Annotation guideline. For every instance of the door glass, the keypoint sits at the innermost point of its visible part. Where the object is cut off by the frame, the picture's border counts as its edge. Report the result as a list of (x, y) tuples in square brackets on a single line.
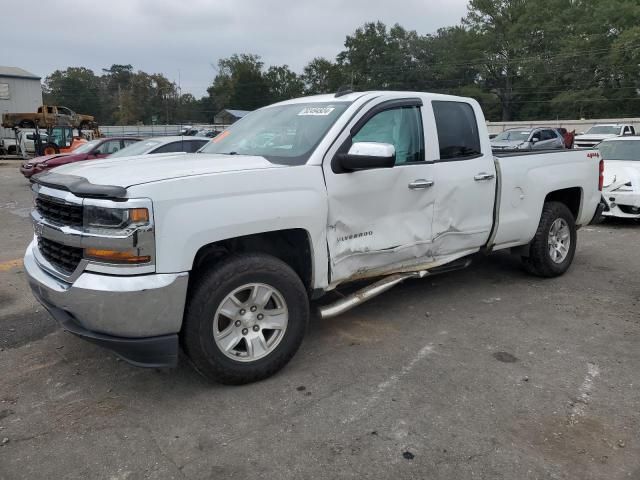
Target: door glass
[(458, 135), (400, 127), (170, 147)]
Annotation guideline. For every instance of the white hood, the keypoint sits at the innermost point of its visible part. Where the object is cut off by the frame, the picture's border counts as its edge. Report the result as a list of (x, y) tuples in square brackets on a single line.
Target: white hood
[(128, 171), (619, 172)]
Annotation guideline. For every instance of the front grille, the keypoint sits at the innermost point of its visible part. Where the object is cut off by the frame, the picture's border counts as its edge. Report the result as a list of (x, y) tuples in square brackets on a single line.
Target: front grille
[(629, 210), (58, 212), (63, 257)]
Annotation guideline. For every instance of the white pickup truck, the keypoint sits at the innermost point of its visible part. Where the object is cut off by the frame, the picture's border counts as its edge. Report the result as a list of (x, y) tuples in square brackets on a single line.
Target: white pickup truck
[(222, 250), (600, 132)]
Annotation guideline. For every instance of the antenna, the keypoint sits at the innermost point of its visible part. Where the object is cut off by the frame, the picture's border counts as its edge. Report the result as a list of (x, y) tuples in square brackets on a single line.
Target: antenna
[(344, 90)]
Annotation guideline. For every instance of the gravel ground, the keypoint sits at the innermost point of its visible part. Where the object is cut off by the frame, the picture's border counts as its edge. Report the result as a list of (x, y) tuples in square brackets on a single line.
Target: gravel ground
[(485, 373)]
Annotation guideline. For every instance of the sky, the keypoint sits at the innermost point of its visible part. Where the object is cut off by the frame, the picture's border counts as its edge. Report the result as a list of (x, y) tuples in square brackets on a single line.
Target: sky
[(184, 39)]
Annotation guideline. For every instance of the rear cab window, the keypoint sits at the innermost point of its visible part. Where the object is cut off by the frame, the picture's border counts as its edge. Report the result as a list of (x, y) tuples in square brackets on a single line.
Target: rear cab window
[(458, 135)]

══════════

What to work on — Everything in the data except the pictures needs to be written out exactly.

Task result —
Annotation guideline. For every instance of the door glass, the keypoint sits at the innermost point of its visible part. Where the object is cut off by the frame, the picture's border counts as its edge. Report the result as a list of (x, y) tuples in square brackets on a single line.
Target: door glass
[(458, 135), (400, 127), (170, 147)]
Annotation guideline. For every instance of the white hood, the keypoint sits at the innermost point of its visible part. Where the object is cut off by the frame, the picture's border counts as its edge. Report the result as a list of (x, y) tuples in square brackets on a single line.
Target: white hood
[(128, 171), (619, 172)]
Annotation guideline. For every instance of the front grille, the keypoint sits at the innermost point of its visible part. Where the object is cut off by the frame, the picture's border counts as its edge. Report the result as a list of (x, y) tuples in square brackets on a single line.
Target: front grille
[(629, 210), (58, 212), (63, 257)]
Annotation guideline. For every instance of the white pickup truck, the keypoint sits at the innermost point of its visible part. Where the object is cut off by the frame, the picture's border counts as its edge. Report the result as a list of (x, y) tuples in square brackets on a single line.
Target: white pickup truck
[(222, 250), (600, 132)]
Annotation guideline. For every instance of the antenna, the keypoint sits at the innermost point of its visible part. Where the object is cut off by the frame, the picture's border counts as its edge. Report the result as a list of (x, y) tuples in square brackets on a single line.
Target: antenna
[(344, 90)]
Annotation guideline. For every instance of the gravel ground, the keypoint sits at the innermost point of its visible part. Where the object is cut off by the frame, the picture's border counts as its edge. Report the result as a list of (x, y) tuples in square brackets on a single line.
Target: gravel ground
[(485, 373)]
Annotation guideline. For every instance of the sky, the keypoint sits at the innermost point of its visible part. Where the object is cut off by the frame, the picture's border counts as its edge. Report the result as a list of (x, y) tuples in square brackets on a single line.
Target: sky
[(184, 39)]
Annotation guideline. For every instance of the rear cab window, the keypoint sits at the innermost point of its visible part. Where the object is cut off by the frame, the picture's border counts as its edge. Report the result as a list of (x, y) tuples in square brackets on a single line.
Target: rear cab window
[(458, 135)]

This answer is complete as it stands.